Requirement →
Please copy out every one of the entries below word for word, with no changes.

Extracted entries →

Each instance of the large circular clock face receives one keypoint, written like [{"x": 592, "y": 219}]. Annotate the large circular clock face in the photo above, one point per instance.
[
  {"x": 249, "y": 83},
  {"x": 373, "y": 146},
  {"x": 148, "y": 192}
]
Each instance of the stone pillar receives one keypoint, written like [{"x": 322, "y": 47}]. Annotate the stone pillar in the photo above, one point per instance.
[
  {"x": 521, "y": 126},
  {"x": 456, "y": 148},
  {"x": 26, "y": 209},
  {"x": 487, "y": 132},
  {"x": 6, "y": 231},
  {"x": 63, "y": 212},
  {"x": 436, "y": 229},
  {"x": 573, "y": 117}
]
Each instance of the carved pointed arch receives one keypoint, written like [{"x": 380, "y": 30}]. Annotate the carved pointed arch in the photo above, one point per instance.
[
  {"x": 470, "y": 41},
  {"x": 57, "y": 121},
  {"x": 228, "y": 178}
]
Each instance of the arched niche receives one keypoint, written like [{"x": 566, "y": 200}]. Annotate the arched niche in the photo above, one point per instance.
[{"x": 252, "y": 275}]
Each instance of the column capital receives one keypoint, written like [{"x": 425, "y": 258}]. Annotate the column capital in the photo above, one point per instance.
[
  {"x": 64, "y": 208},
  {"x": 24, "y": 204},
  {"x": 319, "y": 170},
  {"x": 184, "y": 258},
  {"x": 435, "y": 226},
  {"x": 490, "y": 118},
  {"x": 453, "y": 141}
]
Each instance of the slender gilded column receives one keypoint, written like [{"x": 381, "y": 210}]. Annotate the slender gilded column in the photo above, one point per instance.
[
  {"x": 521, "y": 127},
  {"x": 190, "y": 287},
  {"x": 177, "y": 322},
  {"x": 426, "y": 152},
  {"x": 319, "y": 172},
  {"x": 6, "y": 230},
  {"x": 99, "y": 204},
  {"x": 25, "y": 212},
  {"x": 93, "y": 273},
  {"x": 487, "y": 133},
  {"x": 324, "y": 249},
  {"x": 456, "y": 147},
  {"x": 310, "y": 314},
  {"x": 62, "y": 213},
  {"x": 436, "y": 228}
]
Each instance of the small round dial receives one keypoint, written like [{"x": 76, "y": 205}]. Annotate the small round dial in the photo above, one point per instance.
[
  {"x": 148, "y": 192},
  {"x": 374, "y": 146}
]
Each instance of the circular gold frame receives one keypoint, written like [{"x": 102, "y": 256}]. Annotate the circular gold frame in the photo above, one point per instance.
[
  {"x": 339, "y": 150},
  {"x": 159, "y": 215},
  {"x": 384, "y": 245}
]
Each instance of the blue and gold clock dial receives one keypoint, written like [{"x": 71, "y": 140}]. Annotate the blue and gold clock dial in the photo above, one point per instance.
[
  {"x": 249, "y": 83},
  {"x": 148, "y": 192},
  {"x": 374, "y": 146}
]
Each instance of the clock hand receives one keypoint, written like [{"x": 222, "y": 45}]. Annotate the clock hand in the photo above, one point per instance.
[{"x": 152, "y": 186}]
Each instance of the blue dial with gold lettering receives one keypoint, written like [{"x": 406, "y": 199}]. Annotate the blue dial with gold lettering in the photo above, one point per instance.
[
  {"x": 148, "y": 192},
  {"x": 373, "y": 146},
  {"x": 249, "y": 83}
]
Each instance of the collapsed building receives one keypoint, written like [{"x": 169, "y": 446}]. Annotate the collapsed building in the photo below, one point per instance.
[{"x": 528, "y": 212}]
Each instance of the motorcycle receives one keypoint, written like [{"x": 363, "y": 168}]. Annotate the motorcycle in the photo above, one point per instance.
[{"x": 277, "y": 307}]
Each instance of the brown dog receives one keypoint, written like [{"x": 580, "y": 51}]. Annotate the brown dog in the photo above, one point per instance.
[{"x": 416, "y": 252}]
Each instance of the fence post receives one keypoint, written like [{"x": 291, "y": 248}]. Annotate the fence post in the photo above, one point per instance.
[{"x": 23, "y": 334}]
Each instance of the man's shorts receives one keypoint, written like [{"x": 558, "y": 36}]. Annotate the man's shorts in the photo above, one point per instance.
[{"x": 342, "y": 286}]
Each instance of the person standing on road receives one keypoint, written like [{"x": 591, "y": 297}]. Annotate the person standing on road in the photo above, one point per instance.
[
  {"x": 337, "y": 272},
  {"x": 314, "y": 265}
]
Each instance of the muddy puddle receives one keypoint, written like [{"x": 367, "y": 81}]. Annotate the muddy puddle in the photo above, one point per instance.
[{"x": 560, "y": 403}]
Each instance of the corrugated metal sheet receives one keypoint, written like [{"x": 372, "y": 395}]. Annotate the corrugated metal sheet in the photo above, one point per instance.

Solution to this exercise →
Each instance of the large circular clock face receives one keypoint, written like [{"x": 592, "y": 219}]. Annotate the large circular clock face in the photo above, one point per instance.
[
  {"x": 249, "y": 83},
  {"x": 373, "y": 146},
  {"x": 148, "y": 192}
]
Each instance of the stone pillar receives one keypoint, written like [{"x": 322, "y": 47}]. Annotate the stone pillar in the photo above, one point per instance.
[
  {"x": 521, "y": 126},
  {"x": 456, "y": 148},
  {"x": 26, "y": 209},
  {"x": 487, "y": 132},
  {"x": 6, "y": 231},
  {"x": 63, "y": 212},
  {"x": 436, "y": 229},
  {"x": 573, "y": 117}
]
Each instance of the carved pointed arch receives one keypoint, written like [{"x": 380, "y": 30}]. Annotate the carved pointed arch in the photo above, one point per instance.
[
  {"x": 470, "y": 41},
  {"x": 57, "y": 121},
  {"x": 228, "y": 178}
]
Each instance of the arched niche receives one keypoint, written like [{"x": 566, "y": 200}]. Annotate the arched niche in the photo above, one point per instance.
[{"x": 252, "y": 275}]
Each instance of the column capital receives one keypoint, written like [{"x": 425, "y": 258}]. Annotate the column capital in the photo above, one point per instance.
[
  {"x": 64, "y": 208},
  {"x": 24, "y": 204},
  {"x": 319, "y": 170},
  {"x": 184, "y": 258},
  {"x": 435, "y": 226},
  {"x": 490, "y": 118},
  {"x": 453, "y": 141}
]
Each instance of the slender gilded column receives one keypoint, written like [{"x": 381, "y": 210}]. Annotate the slender gilded column in the photo above, one point per instance.
[
  {"x": 521, "y": 127},
  {"x": 190, "y": 287},
  {"x": 177, "y": 322},
  {"x": 426, "y": 152},
  {"x": 319, "y": 172},
  {"x": 6, "y": 230},
  {"x": 99, "y": 204},
  {"x": 25, "y": 212},
  {"x": 93, "y": 273},
  {"x": 487, "y": 133},
  {"x": 324, "y": 249},
  {"x": 456, "y": 147},
  {"x": 310, "y": 314},
  {"x": 62, "y": 213},
  {"x": 436, "y": 228}
]
Each instance of the small round dial receives one keypoint, written like [{"x": 76, "y": 205}]. Annotate the small round dial in the photo above, one point per instance.
[
  {"x": 148, "y": 192},
  {"x": 374, "y": 146}
]
Each instance of the circular gold frame receives one keypoint, written like [{"x": 102, "y": 256}]. Annotate the circular gold frame in the photo above, one point per instance.
[
  {"x": 339, "y": 150},
  {"x": 159, "y": 215},
  {"x": 384, "y": 245}
]
Each instance of the blue and gold clock dial receives one keypoint, written like [{"x": 71, "y": 140}]. Annotate the blue and gold clock dial in the photo above, one point per instance.
[
  {"x": 249, "y": 83},
  {"x": 148, "y": 192},
  {"x": 374, "y": 146}
]
Each instance of the clock hand receives one keypoint, written like [{"x": 222, "y": 45}]. Annotate the clock hand in the photo above, one point per instance.
[{"x": 152, "y": 186}]
Each instance of the blue dial with gold lettering receives one keypoint, written like [{"x": 406, "y": 199}]. Annotate the blue dial with gold lettering in the photo above, one point per instance.
[
  {"x": 148, "y": 192},
  {"x": 373, "y": 146},
  {"x": 249, "y": 83}
]
Each instance of the collapsed building receives one keypoint, written like [{"x": 169, "y": 446}]. Annotate the collapsed building in the photo below, one point per instance.
[{"x": 528, "y": 212}]
Each instance of the motorcycle receives one keypoint, written like [{"x": 363, "y": 168}]. Annotate the motorcycle in the photo above, one point per instance.
[{"x": 277, "y": 307}]
Each instance of the brown dog receives one keypoint, written like [{"x": 580, "y": 51}]. Annotate the brown dog in the photo above, one point per instance.
[{"x": 416, "y": 252}]
Each instance of the fence post receives one keypoint, written like [{"x": 291, "y": 248}]. Annotate the fence post in the photo above, one point per instance.
[{"x": 23, "y": 334}]
Each instance of the man's shorts receives one keypoint, written like [{"x": 558, "y": 36}]. Annotate the man's shorts in the photo above, one point per instance.
[{"x": 342, "y": 286}]
Each instance of the person standing on road receives one keypoint, written like [{"x": 591, "y": 297}]. Annotate the person standing on road in the photo above, one point per instance.
[
  {"x": 337, "y": 272},
  {"x": 314, "y": 265}
]
Each instance of the muddy puddle receives one keypoint, written like [{"x": 367, "y": 81}]. Annotate the muddy puddle in the photo above, one point per instance.
[{"x": 560, "y": 403}]
Each instance of the corrugated metal sheet receives one keypoint, written like [{"x": 372, "y": 395}]. Annotate the corrugated metal sheet in the photo above, one point per instance.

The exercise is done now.